## Your goal
Only the lines below from the one containing "Target: turquoise wood plank" to the one containing "point: fork handle" should be repeated, both included and unchanged.
══════
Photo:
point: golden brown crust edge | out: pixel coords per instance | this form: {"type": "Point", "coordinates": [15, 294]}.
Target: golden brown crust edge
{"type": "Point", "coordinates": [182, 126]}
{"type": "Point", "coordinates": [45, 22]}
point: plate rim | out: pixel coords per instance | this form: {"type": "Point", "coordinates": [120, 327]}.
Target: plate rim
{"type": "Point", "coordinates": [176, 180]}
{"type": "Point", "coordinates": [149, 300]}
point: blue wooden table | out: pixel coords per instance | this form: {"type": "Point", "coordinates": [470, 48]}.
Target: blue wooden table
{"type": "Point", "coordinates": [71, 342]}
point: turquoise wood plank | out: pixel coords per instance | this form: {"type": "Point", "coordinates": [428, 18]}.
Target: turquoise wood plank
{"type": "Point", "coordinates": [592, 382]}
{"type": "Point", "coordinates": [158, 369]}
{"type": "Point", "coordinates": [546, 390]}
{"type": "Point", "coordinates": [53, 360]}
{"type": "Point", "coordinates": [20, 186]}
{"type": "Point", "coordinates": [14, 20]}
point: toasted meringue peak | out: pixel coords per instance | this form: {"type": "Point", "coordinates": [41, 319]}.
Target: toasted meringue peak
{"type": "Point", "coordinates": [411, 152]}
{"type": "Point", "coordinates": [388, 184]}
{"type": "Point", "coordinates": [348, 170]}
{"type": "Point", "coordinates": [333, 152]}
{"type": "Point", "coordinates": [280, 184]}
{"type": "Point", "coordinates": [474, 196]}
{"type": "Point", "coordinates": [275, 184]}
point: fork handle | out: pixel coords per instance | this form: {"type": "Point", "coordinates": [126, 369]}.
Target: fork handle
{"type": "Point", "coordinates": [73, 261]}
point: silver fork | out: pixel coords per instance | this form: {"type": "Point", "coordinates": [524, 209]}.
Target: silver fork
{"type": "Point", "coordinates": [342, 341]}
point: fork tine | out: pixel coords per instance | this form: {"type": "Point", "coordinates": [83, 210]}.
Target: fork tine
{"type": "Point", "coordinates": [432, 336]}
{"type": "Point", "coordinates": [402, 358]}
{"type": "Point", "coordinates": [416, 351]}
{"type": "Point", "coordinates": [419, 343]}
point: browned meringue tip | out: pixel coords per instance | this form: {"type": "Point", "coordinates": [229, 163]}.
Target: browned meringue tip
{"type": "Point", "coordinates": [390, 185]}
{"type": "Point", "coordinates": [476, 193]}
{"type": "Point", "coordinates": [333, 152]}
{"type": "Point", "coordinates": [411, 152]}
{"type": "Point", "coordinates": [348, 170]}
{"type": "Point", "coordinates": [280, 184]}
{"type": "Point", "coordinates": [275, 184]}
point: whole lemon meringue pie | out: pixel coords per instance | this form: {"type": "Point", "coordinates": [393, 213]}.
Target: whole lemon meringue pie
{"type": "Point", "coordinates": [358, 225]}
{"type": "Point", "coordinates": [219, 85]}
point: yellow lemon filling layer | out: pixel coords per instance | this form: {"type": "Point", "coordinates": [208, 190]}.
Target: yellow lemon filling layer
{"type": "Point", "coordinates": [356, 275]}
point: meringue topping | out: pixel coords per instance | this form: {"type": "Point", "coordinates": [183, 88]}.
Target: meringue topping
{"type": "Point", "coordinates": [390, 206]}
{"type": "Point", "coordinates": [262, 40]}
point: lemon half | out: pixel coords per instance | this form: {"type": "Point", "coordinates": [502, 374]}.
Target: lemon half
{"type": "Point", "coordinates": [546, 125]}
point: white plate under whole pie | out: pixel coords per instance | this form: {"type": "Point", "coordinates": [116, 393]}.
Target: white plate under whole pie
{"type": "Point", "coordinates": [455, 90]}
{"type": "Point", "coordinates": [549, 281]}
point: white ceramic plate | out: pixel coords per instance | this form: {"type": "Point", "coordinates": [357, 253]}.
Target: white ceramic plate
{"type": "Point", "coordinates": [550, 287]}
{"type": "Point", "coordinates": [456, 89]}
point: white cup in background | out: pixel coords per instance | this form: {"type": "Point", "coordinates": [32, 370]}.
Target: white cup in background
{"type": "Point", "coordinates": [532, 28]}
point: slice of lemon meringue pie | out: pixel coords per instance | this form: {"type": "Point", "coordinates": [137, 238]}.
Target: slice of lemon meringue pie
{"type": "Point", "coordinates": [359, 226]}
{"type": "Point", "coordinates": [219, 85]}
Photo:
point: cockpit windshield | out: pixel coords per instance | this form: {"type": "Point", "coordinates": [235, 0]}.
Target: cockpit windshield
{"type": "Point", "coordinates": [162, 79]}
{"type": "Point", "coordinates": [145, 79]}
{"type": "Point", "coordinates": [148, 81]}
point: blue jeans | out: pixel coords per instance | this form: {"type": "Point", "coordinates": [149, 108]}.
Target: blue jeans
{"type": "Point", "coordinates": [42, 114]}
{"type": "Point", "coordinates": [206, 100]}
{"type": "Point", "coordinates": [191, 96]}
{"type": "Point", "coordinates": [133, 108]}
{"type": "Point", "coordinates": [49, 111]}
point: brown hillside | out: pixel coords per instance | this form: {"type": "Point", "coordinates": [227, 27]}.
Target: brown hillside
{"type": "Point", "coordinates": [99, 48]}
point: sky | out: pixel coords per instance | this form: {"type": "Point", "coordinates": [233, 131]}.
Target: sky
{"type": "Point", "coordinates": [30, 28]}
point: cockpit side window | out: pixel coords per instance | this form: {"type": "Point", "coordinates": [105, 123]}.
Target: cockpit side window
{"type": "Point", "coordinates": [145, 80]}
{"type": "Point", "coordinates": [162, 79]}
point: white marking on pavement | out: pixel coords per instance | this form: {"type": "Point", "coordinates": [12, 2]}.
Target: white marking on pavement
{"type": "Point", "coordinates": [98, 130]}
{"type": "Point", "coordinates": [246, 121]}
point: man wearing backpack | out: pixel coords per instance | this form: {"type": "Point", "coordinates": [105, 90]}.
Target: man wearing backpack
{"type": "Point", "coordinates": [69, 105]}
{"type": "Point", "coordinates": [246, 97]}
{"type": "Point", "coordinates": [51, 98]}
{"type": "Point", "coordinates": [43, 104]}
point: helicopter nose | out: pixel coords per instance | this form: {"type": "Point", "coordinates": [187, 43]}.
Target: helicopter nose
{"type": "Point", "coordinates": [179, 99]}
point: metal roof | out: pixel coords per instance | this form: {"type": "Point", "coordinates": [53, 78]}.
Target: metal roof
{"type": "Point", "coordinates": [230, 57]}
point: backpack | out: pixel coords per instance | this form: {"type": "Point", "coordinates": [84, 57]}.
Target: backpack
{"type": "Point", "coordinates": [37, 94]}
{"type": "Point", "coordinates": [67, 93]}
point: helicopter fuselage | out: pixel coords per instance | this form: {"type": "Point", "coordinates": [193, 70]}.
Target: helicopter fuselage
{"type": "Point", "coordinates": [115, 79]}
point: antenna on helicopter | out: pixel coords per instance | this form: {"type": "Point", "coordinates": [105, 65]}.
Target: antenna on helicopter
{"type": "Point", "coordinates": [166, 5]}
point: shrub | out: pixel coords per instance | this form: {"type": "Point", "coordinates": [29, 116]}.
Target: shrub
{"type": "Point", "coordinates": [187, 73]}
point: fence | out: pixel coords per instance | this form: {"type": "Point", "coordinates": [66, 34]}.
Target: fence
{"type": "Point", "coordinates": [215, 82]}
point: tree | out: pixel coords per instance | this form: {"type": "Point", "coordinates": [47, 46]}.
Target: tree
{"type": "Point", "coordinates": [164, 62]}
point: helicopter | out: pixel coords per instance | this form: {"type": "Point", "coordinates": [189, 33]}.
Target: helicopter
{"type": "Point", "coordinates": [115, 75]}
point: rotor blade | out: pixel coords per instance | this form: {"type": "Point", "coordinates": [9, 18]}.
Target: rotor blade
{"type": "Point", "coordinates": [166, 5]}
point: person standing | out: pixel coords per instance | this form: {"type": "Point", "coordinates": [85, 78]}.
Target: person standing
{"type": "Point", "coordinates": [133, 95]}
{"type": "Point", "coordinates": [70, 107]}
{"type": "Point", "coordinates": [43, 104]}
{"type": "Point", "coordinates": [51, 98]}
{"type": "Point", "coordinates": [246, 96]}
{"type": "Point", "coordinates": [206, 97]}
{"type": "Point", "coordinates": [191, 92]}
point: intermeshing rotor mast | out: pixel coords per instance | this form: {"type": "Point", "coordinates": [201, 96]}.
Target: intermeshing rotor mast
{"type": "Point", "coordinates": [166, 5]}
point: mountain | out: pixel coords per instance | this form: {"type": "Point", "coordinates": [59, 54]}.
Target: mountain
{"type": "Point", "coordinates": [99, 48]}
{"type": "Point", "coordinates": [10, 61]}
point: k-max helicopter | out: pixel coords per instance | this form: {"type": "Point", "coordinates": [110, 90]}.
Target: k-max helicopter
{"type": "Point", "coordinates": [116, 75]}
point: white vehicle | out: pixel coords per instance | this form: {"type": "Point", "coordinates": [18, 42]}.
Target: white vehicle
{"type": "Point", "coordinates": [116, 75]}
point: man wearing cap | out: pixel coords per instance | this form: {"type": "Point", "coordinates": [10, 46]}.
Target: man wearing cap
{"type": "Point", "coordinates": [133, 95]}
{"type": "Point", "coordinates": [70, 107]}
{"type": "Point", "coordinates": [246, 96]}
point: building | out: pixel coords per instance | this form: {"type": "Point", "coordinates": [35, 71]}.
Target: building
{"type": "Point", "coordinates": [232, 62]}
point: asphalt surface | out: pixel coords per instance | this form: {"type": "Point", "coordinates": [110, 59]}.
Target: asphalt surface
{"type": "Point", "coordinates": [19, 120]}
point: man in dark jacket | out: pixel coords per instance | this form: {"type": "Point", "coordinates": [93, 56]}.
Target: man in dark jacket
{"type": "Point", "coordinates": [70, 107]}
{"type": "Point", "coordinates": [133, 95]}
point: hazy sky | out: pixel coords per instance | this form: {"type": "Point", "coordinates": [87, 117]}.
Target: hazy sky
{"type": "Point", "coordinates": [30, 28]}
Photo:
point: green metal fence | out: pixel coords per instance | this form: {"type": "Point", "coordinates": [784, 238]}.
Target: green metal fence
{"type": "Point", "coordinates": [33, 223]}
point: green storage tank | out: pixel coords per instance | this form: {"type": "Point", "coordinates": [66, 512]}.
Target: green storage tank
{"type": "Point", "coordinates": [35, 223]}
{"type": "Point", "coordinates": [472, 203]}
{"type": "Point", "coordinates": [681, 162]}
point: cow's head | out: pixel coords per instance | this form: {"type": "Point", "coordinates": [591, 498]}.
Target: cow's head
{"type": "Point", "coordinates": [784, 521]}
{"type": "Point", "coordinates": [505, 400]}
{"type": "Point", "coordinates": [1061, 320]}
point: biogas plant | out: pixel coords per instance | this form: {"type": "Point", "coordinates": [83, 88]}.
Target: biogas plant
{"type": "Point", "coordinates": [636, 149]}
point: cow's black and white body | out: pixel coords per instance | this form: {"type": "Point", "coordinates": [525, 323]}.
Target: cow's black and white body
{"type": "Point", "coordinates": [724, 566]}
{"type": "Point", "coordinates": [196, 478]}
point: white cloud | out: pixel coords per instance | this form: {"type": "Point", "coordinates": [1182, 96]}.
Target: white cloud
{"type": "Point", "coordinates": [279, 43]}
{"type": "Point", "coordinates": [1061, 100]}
══════
## Task result
Target: turquoise wood plank
{"type": "Point", "coordinates": [592, 382]}
{"type": "Point", "coordinates": [158, 369]}
{"type": "Point", "coordinates": [546, 390]}
{"type": "Point", "coordinates": [53, 360]}
{"type": "Point", "coordinates": [20, 186]}
{"type": "Point", "coordinates": [14, 20]}
point: toasted meringue peak | out: pixel coords per instance | this form: {"type": "Point", "coordinates": [41, 319]}.
Target: toasted meringue peak
{"type": "Point", "coordinates": [411, 152]}
{"type": "Point", "coordinates": [388, 184]}
{"type": "Point", "coordinates": [348, 170]}
{"type": "Point", "coordinates": [333, 152]}
{"type": "Point", "coordinates": [280, 184]}
{"type": "Point", "coordinates": [474, 196]}
{"type": "Point", "coordinates": [275, 184]}
point: fork handle | out: pixel coords per instance | this form: {"type": "Point", "coordinates": [126, 369]}.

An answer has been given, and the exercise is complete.